(Records held in a dataset)
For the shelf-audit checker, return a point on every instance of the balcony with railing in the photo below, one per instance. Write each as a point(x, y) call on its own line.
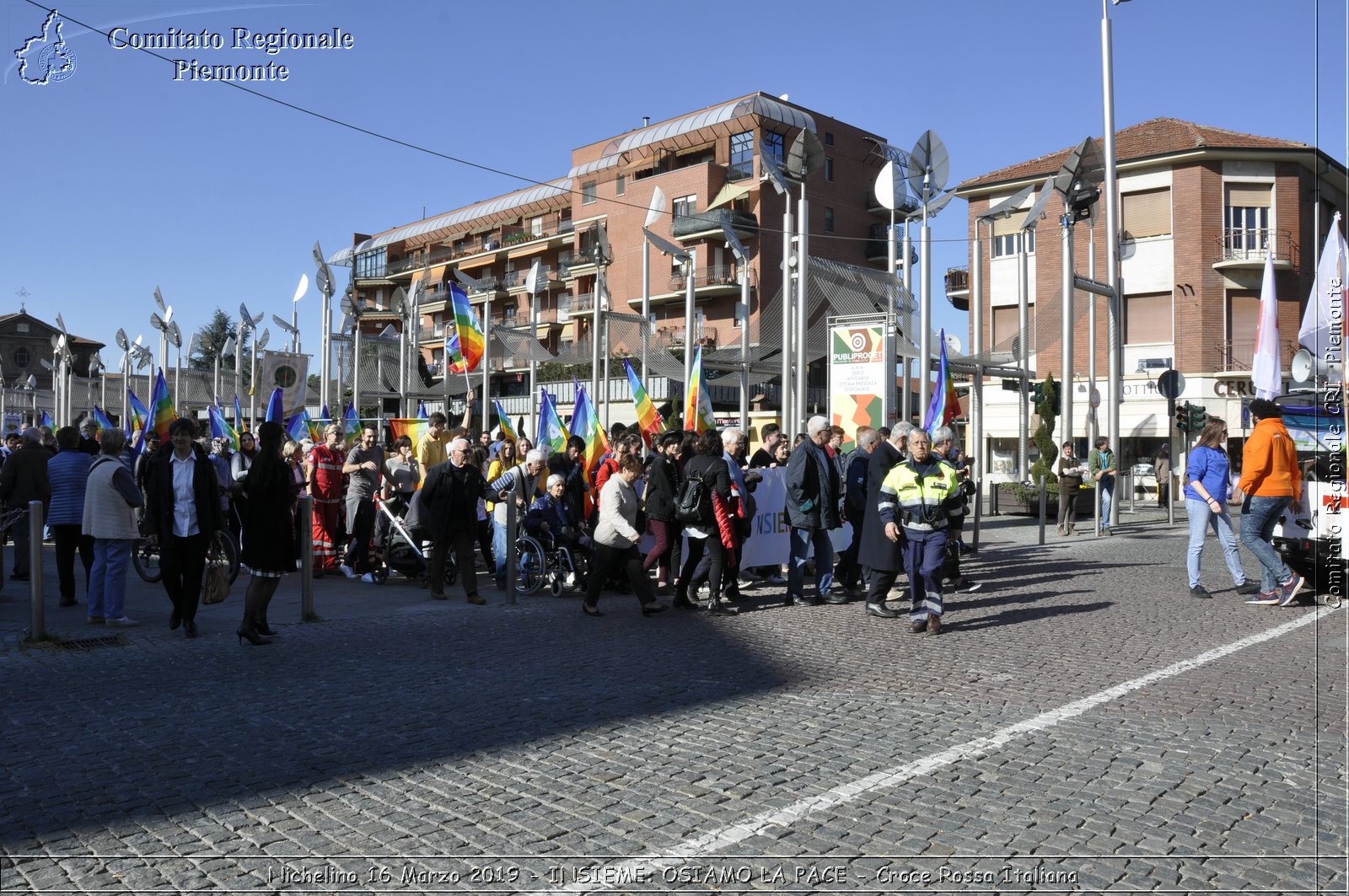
point(1250, 246)
point(1239, 354)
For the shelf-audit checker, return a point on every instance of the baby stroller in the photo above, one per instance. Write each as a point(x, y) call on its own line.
point(404, 547)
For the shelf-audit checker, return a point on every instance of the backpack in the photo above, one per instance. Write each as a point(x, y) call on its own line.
point(694, 502)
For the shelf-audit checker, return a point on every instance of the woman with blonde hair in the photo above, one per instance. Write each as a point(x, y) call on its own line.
point(1207, 491)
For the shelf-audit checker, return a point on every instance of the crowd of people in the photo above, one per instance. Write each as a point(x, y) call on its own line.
point(690, 496)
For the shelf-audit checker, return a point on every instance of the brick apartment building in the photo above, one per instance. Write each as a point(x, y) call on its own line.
point(1200, 211)
point(705, 162)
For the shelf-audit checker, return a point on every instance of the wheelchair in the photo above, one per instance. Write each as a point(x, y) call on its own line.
point(540, 561)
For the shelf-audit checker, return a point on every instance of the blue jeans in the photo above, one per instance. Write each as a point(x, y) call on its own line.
point(1105, 491)
point(108, 577)
point(1201, 520)
point(1258, 523)
point(802, 540)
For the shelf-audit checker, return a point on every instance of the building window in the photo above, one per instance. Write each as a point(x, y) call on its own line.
point(1147, 213)
point(685, 207)
point(742, 157)
point(370, 263)
point(773, 146)
point(1147, 319)
point(1008, 244)
point(1247, 216)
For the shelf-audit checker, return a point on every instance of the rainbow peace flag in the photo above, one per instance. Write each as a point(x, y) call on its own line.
point(946, 404)
point(648, 419)
point(276, 413)
point(698, 404)
point(162, 405)
point(351, 424)
point(586, 424)
point(470, 341)
point(101, 419)
point(508, 431)
point(551, 429)
point(220, 427)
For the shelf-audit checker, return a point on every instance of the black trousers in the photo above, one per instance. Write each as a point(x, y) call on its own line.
point(69, 540)
point(184, 566)
point(624, 561)
point(462, 543)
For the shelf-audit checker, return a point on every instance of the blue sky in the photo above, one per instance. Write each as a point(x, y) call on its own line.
point(121, 179)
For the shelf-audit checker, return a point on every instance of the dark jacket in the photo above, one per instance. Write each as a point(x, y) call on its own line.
point(206, 493)
point(663, 480)
point(813, 489)
point(877, 550)
point(24, 476)
point(717, 478)
point(449, 496)
point(854, 493)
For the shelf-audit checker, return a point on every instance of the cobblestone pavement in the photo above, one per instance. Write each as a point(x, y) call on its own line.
point(408, 745)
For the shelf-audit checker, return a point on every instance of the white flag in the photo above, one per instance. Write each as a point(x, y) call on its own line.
point(1319, 330)
point(1265, 370)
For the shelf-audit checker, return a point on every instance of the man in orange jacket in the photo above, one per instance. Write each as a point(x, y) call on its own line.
point(1271, 482)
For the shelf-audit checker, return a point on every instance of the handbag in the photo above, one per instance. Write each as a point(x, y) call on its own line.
point(216, 582)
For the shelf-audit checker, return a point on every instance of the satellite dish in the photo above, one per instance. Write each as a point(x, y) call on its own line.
point(1306, 366)
point(1038, 207)
point(658, 208)
point(469, 282)
point(806, 157)
point(930, 165)
point(1011, 204)
point(535, 280)
point(889, 186)
point(665, 246)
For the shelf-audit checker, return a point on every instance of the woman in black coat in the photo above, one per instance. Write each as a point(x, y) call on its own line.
point(663, 480)
point(182, 548)
point(706, 534)
point(269, 530)
point(881, 557)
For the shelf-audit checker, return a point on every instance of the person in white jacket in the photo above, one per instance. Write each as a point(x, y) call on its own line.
point(617, 537)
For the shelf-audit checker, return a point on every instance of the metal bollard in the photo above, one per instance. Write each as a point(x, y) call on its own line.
point(307, 557)
point(1045, 498)
point(37, 621)
point(510, 550)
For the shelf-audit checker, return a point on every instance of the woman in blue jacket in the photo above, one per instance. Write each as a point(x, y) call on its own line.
point(1207, 487)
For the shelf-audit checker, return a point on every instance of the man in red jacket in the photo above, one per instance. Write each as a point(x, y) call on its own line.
point(1271, 482)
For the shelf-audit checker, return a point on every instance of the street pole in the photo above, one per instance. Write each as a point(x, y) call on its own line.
point(1112, 236)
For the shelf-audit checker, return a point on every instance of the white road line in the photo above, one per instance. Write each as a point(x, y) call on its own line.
point(753, 826)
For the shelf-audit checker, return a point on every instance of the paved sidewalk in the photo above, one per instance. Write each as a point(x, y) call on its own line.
point(1083, 725)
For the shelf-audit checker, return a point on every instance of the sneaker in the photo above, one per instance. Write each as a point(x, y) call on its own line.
point(1290, 588)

- Aim -
Recast the whole listing above as a JSON list of strings, with one string for each line and blank lines left out. Do not include the pictures.

- Result of this exercise -
[
  "For the shelf-audit checker, return a point on every instance of the balcony with railing in the photo below, one per instance. Write each as a point(x, y) call on its own line.",
  "point(1250, 246)",
  "point(1239, 354)",
  "For the shelf-audit checker, return a point on every instance of the baby stroller in the photo above, one per instance. Write each as a point(x, y) call on its own line.",
  "point(404, 547)",
  "For the shelf-audit checker, return a point on every instance of the backpack in the photo above, one per instance. Write each as a point(x, y) call on its own line.",
  "point(694, 502)",
  "For the shelf-audit checker, return a point on every instance of the woman with blonde hair in the photo above, one per instance. Write each as a point(x, y) call on its own line.",
  "point(1207, 491)",
  "For the shelf-audit checker, return a point on every instance of the crowd of people in the photo above, one per instance. Write each as a point(x, y) call on its own line.",
  "point(690, 496)",
  "For the shelf-audit checker, return a point on every instance of the brick apartment building in the photo above, one per instance. Write each as a point(x, y) call on its own line.",
  "point(1200, 211)",
  "point(705, 162)",
  "For the shelf-audit checker, return a point on every instance of the wheelchair in the photo above, one per instance. Write each as a point(x, y) call on its own line.",
  "point(540, 561)",
  "For the shelf-audit checker, return a point on every instance of the blue jeans in the photo above, one per instance. Write each as a point(x, y) call on its own line.",
  "point(1105, 491)",
  "point(108, 577)",
  "point(1201, 520)",
  "point(1258, 523)",
  "point(802, 540)",
  "For the shelf-audit checker, return a point on every instance of the building window in the photo above, one per instance. Write each as a point(x, y) call on its own line.",
  "point(1147, 213)",
  "point(685, 207)",
  "point(742, 157)",
  "point(370, 263)",
  "point(773, 146)",
  "point(1147, 319)",
  "point(1008, 244)",
  "point(1247, 216)",
  "For the shelf-audit checker, return a point on every instance of the rainbow peace flag in the photo above, one per instance. Write each as a point(x, y) call on its own line.",
  "point(946, 404)",
  "point(648, 419)",
  "point(276, 413)",
  "point(698, 404)",
  "point(162, 405)",
  "point(351, 424)",
  "point(586, 424)",
  "point(470, 341)",
  "point(101, 419)",
  "point(508, 431)",
  "point(551, 429)",
  "point(220, 427)",
  "For the shelf-audit checker, return a point on every instance of the black trousers in the photo above, one per instance. Write each as a point(x, y) call on its own line.",
  "point(69, 540)",
  "point(184, 566)",
  "point(624, 561)",
  "point(462, 543)",
  "For the shelf-audit checker, return a point on every instance of the blue sky in the photo above, one per instance. Write each as a point(x, y) call on its own line.",
  "point(121, 179)",
  "For the shelf-audit checker, return a point on every instance of the dark jacket in the photo above, one per instance. Write each as a point(x, y) call on its own line.",
  "point(206, 493)",
  "point(663, 480)",
  "point(813, 489)",
  "point(877, 550)",
  "point(24, 476)",
  "point(717, 478)",
  "point(449, 496)",
  "point(854, 493)",
  "For the shelf-audit checker, return a point on every instance of the cobblestone pavement in the photo above, one per instance. Write each as a point(x, y) call on its own line.",
  "point(408, 745)",
  "For the shelf-audit checker, return a point on every instance of the white flag in the photo above, one per instance. Write each as a point(x, y) call on its own line.",
  "point(1319, 330)",
  "point(1265, 370)",
  "For the shelf-audit checker, return a point on every instance of the man in orange jacket in the photo above, one per instance. Write each as a point(x, y) call on its own line.",
  "point(1271, 482)",
  "For the shelf-audit checker, return a point on every instance of the handbag in the photo above, one per instance. Write each as a point(x, y) call on its own line.",
  "point(216, 582)",
  "For the shelf-audit checker, return a point on every instance of the satellite dish in the photo above, one per instance. Write each as a point(x, y) call on its own line.",
  "point(1306, 366)",
  "point(1038, 207)",
  "point(658, 208)",
  "point(469, 282)",
  "point(806, 157)",
  "point(930, 165)",
  "point(1011, 204)",
  "point(535, 280)",
  "point(889, 186)",
  "point(665, 246)",
  "For the shelf-audit checker, return a point on every instance of the woman in black coat in the photo above, one per instance. Write each as a point(x, y) call on its own line.",
  "point(663, 480)",
  "point(182, 548)",
  "point(706, 534)",
  "point(269, 530)",
  "point(881, 557)",
  "For the shelf-audit checker, return a point on every instance of the person in white jacket in the photo above, one per instance. Write each as a point(x, y) call on its own line.",
  "point(617, 537)",
  "For the shelf-audit checker, return a point on every instance of the metal bollard in the photo above, one per instance. Write each as a point(x, y) call on its own line.",
  "point(307, 557)",
  "point(1045, 498)",
  "point(37, 621)",
  "point(510, 550)",
  "For the shelf-audit checker, return a point on every instance of the woman in blue jacket in the photo above, one per instance. Write each as a point(x, y) call on its own line.",
  "point(1207, 487)",
  "For the shelf-audit checker, return a point on every instance of the man in red jacket in the photo above, one per instance. Write each as a point(x, y) call on its own line.",
  "point(1271, 482)",
  "For the shelf-audit checker, return a point on every instance of the street pole in the photo above, one per instance. Write each as a point(x, y) call on its own line.",
  "point(1112, 236)",
  "For the shelf-audit checker, return a point on every instance of the white road line in the photo above, one per instance. Write each as a point(x, y) call on its own line.",
  "point(753, 826)",
  "For the shelf-audit checker, return a point on every instance of the paved sidewalk in the photo above, one per instance. Write each as a point(x, y) call on its own line.",
  "point(1083, 725)",
  "For the shelf-audit checker, return a point on every instance of the sneaker in the photo above, one per instance. Write each as a point(x, y) call on its own line.",
  "point(1290, 588)"
]